Lundi 16 mars : "Quinze, vingt appels de clients ce matin"
"Ce début de semaine est très compliqué. Nos ventes commencent à grimper, elles ont déjà bondi de 30%. Comment travailler et nous occuper des enfants en même temps ? Nous ne sommes que quatre à l'exploitation : moi, mon mari et deux salariés. J'ai demandé hier soir le renfort de notre stagiaire, pour tenter d'avoir une journée ressemblant à quelque chose.
Dans ma vie, je crois n’avoir jamais passé autant de temps au téléphone. Quinze, vingt appels ce matin. Avec le confinement qui s’annonce, des clients veulent compléter leurs commandes, d’autres les annulent. Certains ne savent pas s’ils pourront venir les récupérer. Et beaucoup craignent de ne plus pouvoir sortir. Moi, je tente de les rassurer.
J’ai des clients paniqués au téléphone. Nous, les commerçants, pouvons être de vrais psychologues.
Marie, maraîchère bio
Ce travail, je le fais depuis la maison. Avec la fermeture des écoles, nous avons quatre enfants à garder : deux garçons, 9 et 7 ans, et deux jumelles de 5 ans. Leurs instituteurs nous ont beaucoup écrit pour continuer les classes à domicile. Je les ai déjà prévenus — nous ne pourrons pas tout suivre, et les enfants ne savent pas utiliser un ordinateur. Ce matin, il est impossible de gérer les devoirs et le travail. Je les ai laissés dormir (histoire de gagner du temps pour autre chose !), puis ils ont joué dehors. Nous avons de la chance, avec cette grande maison et ce jardin.
J’ai réussi à concocter riz et poisson pour le déjeuner, entre deux coups de téléphone. Les appels de clients continuent ce midi, dans tous les sens. Des collègues de l’association de producteurs m’appellent à leur tour : il leur faut plus de légumes, leurs clients en réclament."
Mardi 17 mars : "Le travail est épuisant"
"Réveil bien matinal. Ce matin, tout le monde était au travail à 7 heures, contre 8h30 en temps normal. La matinée a débuté avec la récolte des verdures, suivie de la préparation des commandes. Entre celles à compléter et d’autres à annuler, le travail est, intellectuellement, épuisant. Il y a tant de demandes à retenir et le téléphone continue de sonner. On nous demande si les livraisons sont maintenues. Oui, mais nous ne voulons pas être des vecteurs de transmission. J’appelle mes clients âgés, je dois leur demander de ne plus se rendre aux points de distribution.
Confinement oblige, je prépare aussi des attestations pour mes salariés. Une matinée intense. Il y a tellement à gérer, entre le volume de préparation et l’inquiétude des gens qui nous appellent. Notre inquiétude, aussi. Ces clients, vont-ils continuer d’acheter chez nous ? Ne vont-ils pas plutôt aller au supermarché ? Il faut qu’on puisse continuer à travailler !
16h30. Je me dirige vers Langon, le lieu de notre livraison du mardi soir. Il est l’heure des sorties d’école et d’habitude, la circulation est lente. Aujourd’hui, je ne croise personne.

※ ※ ※

▶ But de l'exercice
Selon le passage, pourquoi la maraîchère appelle-t-elle ses clients âgés pour leur demander de ne plus se rendre aux points de distribution ? Répondez en une à trois phrases. Appuyez-vous exclusivement sur le passage.

▶ Données fournies
※ ※ ※

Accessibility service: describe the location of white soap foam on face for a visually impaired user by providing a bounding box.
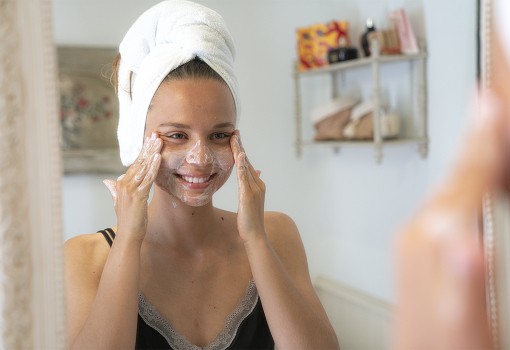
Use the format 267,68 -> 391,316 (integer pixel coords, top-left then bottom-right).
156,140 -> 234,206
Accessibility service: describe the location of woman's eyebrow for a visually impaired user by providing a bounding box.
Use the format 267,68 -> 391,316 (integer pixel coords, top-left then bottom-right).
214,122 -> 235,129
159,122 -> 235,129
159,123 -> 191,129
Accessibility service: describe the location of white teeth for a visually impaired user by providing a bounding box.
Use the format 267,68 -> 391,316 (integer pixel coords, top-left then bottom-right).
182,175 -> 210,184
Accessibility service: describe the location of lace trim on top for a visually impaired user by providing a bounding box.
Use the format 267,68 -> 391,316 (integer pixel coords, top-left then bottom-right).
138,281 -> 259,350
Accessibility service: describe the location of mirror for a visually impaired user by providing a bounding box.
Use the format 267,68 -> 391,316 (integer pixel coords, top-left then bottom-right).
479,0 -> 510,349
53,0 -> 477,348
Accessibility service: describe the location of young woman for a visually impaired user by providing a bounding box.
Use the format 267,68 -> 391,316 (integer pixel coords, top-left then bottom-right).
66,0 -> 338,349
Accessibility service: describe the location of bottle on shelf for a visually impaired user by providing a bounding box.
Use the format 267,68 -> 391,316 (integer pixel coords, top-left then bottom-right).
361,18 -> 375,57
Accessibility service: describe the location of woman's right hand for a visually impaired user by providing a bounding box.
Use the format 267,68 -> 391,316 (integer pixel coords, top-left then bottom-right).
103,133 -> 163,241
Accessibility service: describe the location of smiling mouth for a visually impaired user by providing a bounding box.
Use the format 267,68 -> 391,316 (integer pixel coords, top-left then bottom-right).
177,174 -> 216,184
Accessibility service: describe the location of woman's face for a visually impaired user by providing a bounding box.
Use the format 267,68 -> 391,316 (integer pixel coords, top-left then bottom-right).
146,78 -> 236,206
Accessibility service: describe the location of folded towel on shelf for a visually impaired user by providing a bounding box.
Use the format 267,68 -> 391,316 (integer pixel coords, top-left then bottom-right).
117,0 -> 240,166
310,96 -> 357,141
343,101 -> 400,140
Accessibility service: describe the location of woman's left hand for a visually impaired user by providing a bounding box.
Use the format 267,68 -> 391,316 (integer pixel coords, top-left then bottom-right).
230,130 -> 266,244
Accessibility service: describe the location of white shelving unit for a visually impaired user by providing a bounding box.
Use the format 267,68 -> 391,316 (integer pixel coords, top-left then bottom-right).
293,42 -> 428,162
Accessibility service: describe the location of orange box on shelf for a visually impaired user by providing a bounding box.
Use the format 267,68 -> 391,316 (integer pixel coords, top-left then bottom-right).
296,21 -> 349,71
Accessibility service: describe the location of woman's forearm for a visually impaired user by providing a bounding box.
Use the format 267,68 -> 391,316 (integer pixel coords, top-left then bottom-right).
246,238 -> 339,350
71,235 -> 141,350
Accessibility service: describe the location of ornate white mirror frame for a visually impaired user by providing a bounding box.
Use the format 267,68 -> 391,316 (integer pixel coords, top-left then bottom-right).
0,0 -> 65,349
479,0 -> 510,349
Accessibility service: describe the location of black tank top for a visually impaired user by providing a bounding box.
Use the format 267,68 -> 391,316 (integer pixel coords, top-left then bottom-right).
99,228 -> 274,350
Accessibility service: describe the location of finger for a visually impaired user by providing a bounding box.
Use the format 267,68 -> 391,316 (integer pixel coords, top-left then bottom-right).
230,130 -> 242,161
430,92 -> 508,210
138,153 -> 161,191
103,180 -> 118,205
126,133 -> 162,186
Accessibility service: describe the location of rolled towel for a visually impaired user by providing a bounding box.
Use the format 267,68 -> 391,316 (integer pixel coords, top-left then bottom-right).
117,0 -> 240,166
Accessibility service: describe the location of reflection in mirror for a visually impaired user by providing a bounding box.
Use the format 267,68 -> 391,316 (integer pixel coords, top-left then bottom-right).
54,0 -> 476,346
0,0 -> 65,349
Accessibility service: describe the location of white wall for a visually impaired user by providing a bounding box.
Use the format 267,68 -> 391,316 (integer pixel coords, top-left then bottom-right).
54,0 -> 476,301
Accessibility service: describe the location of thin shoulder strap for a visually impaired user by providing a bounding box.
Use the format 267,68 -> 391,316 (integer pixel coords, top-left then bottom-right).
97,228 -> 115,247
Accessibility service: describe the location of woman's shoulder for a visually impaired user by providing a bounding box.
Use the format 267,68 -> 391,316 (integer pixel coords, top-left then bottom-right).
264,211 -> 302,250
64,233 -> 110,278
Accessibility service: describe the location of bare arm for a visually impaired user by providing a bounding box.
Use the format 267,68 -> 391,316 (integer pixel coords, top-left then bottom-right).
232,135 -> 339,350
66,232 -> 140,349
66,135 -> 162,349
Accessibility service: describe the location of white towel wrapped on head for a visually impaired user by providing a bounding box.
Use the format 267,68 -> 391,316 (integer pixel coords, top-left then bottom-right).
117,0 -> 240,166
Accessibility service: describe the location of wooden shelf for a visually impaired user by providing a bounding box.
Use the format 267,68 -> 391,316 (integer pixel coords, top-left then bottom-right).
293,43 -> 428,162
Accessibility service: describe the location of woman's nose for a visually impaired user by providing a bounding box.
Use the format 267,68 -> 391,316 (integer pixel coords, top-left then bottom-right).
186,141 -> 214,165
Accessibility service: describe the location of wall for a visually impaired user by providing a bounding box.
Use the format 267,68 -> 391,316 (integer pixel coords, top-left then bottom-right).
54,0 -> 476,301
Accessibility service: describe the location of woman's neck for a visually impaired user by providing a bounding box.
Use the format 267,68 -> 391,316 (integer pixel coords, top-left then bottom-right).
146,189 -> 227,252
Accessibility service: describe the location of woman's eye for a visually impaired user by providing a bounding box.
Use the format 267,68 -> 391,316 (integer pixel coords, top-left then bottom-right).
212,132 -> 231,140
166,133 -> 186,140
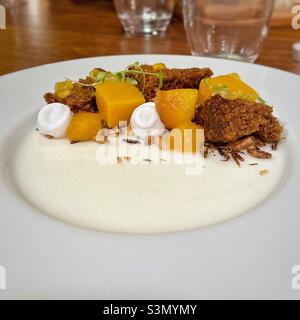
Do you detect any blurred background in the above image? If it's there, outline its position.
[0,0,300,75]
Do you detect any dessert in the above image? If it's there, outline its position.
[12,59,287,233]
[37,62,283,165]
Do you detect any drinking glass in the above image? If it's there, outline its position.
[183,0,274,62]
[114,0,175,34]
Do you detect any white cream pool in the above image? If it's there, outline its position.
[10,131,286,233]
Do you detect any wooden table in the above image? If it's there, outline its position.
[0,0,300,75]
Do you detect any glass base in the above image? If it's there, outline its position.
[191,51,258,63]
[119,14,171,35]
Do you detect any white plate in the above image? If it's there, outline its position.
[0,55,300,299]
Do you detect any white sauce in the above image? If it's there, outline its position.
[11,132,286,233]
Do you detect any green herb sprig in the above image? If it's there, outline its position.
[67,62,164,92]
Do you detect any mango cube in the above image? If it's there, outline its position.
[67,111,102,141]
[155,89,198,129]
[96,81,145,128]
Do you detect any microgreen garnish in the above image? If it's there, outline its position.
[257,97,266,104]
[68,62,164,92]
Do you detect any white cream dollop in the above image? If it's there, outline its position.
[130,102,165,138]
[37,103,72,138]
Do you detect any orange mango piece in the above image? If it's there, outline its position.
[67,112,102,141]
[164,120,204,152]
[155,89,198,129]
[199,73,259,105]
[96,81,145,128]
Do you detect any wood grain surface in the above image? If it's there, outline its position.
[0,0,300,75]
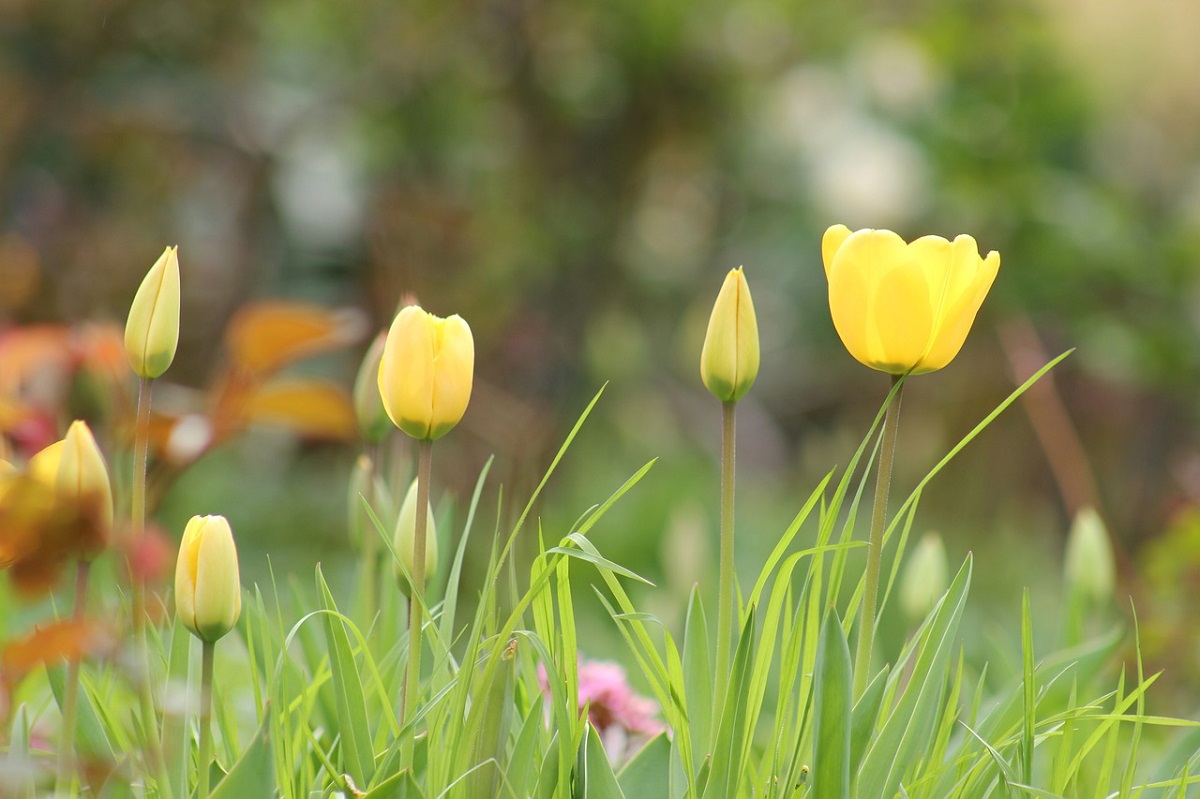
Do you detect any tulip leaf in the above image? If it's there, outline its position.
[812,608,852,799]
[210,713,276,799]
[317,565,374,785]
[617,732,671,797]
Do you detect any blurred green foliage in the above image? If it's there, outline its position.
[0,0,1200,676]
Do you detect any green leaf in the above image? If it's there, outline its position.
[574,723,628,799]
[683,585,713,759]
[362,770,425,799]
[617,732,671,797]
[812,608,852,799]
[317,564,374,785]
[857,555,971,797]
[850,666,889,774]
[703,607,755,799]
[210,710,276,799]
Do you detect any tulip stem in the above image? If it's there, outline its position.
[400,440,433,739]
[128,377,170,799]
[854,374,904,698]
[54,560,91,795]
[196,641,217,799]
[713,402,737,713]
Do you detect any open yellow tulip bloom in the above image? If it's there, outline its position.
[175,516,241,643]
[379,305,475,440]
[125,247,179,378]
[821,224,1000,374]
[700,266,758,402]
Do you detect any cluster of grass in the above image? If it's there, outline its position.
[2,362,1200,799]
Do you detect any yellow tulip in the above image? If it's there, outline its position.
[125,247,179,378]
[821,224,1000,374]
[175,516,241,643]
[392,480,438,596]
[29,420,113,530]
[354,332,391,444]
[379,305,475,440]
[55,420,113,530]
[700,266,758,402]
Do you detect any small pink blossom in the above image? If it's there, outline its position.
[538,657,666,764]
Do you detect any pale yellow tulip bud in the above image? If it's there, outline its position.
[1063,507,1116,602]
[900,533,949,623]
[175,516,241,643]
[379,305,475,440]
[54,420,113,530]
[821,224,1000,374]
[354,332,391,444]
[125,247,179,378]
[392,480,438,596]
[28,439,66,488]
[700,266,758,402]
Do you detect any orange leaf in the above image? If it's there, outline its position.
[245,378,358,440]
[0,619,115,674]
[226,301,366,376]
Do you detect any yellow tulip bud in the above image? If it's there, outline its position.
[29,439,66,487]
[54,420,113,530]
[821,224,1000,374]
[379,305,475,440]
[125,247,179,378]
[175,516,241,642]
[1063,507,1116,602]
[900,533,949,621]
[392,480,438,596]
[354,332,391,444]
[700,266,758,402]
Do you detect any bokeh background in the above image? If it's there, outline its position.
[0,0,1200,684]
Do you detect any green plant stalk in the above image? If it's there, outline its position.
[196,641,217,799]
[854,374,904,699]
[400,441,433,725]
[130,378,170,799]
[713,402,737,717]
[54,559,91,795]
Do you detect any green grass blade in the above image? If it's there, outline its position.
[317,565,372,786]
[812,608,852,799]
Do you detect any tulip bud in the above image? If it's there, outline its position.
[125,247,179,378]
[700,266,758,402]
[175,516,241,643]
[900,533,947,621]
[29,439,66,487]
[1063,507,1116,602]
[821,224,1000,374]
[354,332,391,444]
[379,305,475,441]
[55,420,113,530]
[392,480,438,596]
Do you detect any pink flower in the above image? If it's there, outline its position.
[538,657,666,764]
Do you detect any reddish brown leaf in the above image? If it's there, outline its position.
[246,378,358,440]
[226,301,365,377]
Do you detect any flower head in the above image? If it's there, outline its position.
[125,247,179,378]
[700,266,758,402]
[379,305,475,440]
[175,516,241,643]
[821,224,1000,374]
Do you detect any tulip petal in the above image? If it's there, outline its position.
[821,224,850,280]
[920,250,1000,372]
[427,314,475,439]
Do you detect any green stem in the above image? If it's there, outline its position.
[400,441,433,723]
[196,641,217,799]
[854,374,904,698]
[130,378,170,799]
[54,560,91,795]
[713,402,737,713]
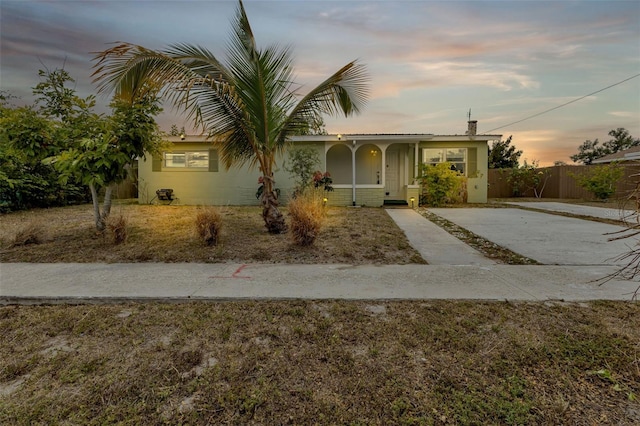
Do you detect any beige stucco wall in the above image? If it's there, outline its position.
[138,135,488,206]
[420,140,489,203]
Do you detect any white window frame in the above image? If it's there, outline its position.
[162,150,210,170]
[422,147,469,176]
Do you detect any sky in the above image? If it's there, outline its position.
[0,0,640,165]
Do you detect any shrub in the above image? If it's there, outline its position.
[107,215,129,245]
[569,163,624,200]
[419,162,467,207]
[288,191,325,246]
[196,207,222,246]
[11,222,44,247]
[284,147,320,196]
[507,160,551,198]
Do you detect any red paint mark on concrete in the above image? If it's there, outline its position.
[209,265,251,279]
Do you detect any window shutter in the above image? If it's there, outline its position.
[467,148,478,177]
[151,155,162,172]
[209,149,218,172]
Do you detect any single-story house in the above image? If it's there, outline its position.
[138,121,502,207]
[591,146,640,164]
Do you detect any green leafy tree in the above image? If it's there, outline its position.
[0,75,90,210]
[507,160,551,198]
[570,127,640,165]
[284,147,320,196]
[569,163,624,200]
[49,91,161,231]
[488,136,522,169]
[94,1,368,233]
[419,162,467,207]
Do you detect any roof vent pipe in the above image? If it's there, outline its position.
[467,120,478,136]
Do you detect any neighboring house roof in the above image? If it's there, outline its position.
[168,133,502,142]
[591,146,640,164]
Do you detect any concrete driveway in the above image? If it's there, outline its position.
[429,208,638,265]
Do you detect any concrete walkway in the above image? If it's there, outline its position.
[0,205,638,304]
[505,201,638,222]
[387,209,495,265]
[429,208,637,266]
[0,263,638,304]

※ ※ ※

▶ Résultat attendu
Les livraisons sont maintenues, mais l'exploitation ne veut pas être un vecteur de transmission. La maraîchère demande donc à ses clients âgés de ne plus se rendre aux points de distribution.